Study text =
____________________
On October 2, 2016 Toni Proescholdt stood on top of Mount Katahdin. With her arms thrown in the air she captured a photo celebrating her 5 month, 10-day trek through the Appalachian Trail. That same day also happened to be her 24th birthday. Toni grew up in Lamoille, Iowa. She attended Iowa State University where she obtained a degree in biology. On Friday, April 7 Toni came to Otter Creek Lake and Park to share her experiences on the trail at an O.W.L.S. program event.
The Appalachian Trail is a National Scenic Trail that spans through 14 states from Georgia to Maine. The trail is 2,189.1 miles long. Originally suggested by Benton MacKaye in 1921, the Appalachian Trail was later completed in 1937. Toni set out on her journey in March of 2016 in Georgia. From there, she hiked the trail through 13 states including Tennessee, Virginia, West Virginia, Maryland, Pennsylvania, New Jersey, New York, Connecticut, Massachusetts, Vermont, New Hampshire and Maine. The trail contains all different types of terrain from mountains to lush, green forests as well as a variety of seasonal climate conditions. While on the trail Toni saw a all sorts of wildlife including bears, salamanders, rattle snakes, newts and wild ponies.
____________________
Records taken from a dataset:
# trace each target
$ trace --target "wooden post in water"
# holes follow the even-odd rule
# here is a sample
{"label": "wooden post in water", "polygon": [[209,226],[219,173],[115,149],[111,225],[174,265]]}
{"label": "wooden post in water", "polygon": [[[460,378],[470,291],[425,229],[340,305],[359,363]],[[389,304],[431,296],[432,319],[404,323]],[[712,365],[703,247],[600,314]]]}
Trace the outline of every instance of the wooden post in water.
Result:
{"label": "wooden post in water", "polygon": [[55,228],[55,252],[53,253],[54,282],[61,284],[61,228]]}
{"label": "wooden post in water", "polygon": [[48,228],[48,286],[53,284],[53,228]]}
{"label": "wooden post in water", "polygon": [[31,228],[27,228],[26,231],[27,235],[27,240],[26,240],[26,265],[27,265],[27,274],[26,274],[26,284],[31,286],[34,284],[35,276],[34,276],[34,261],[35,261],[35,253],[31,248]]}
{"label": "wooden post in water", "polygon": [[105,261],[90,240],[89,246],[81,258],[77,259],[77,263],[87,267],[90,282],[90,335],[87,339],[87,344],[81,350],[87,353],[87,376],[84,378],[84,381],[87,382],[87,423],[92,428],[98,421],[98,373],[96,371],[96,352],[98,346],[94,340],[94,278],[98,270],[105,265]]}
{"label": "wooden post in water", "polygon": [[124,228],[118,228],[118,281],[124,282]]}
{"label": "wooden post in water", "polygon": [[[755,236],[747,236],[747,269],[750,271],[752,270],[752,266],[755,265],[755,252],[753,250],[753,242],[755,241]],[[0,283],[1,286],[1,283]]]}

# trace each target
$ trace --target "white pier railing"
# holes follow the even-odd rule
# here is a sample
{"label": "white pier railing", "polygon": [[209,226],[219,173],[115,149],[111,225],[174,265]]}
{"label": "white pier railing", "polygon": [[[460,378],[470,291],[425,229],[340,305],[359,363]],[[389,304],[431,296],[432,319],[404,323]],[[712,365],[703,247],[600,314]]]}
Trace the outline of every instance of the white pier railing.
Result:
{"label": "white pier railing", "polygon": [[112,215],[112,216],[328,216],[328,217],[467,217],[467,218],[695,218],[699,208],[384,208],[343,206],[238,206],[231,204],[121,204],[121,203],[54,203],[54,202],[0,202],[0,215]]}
____________________
Exercises =
**a)** Using the Appalachian Trail text, decide whether each statement agrees with it, answering yes or no and quoting the words that settle the matter:
(i) The Appalachian Trail was completed in 1937.
(ii) Toni began her hike in Maine.
(iii) Toni earned a biology degree at Iowa State University.
**b)** Answer these questions from the Appalachian Trail text:
(i) How long is the trail?
(ii) Where did Toni grow up?
(iii) On what day did Toni come to Otter Creek Lake and Park?
The data is not needed for this work.

Answers by task =
**a)**
(i) Yes: "the Appalachian Trail was later completed in 1937"
(ii) No: "Toni set out on her journey in March of 2016 in Georgia"
(iii) Yes: "She attended Iowa State University where she obtained a degree in biology"

**b)**
(i) 2,189.1 miles
(ii) Lamoille, Iowa
(iii) Friday, April 7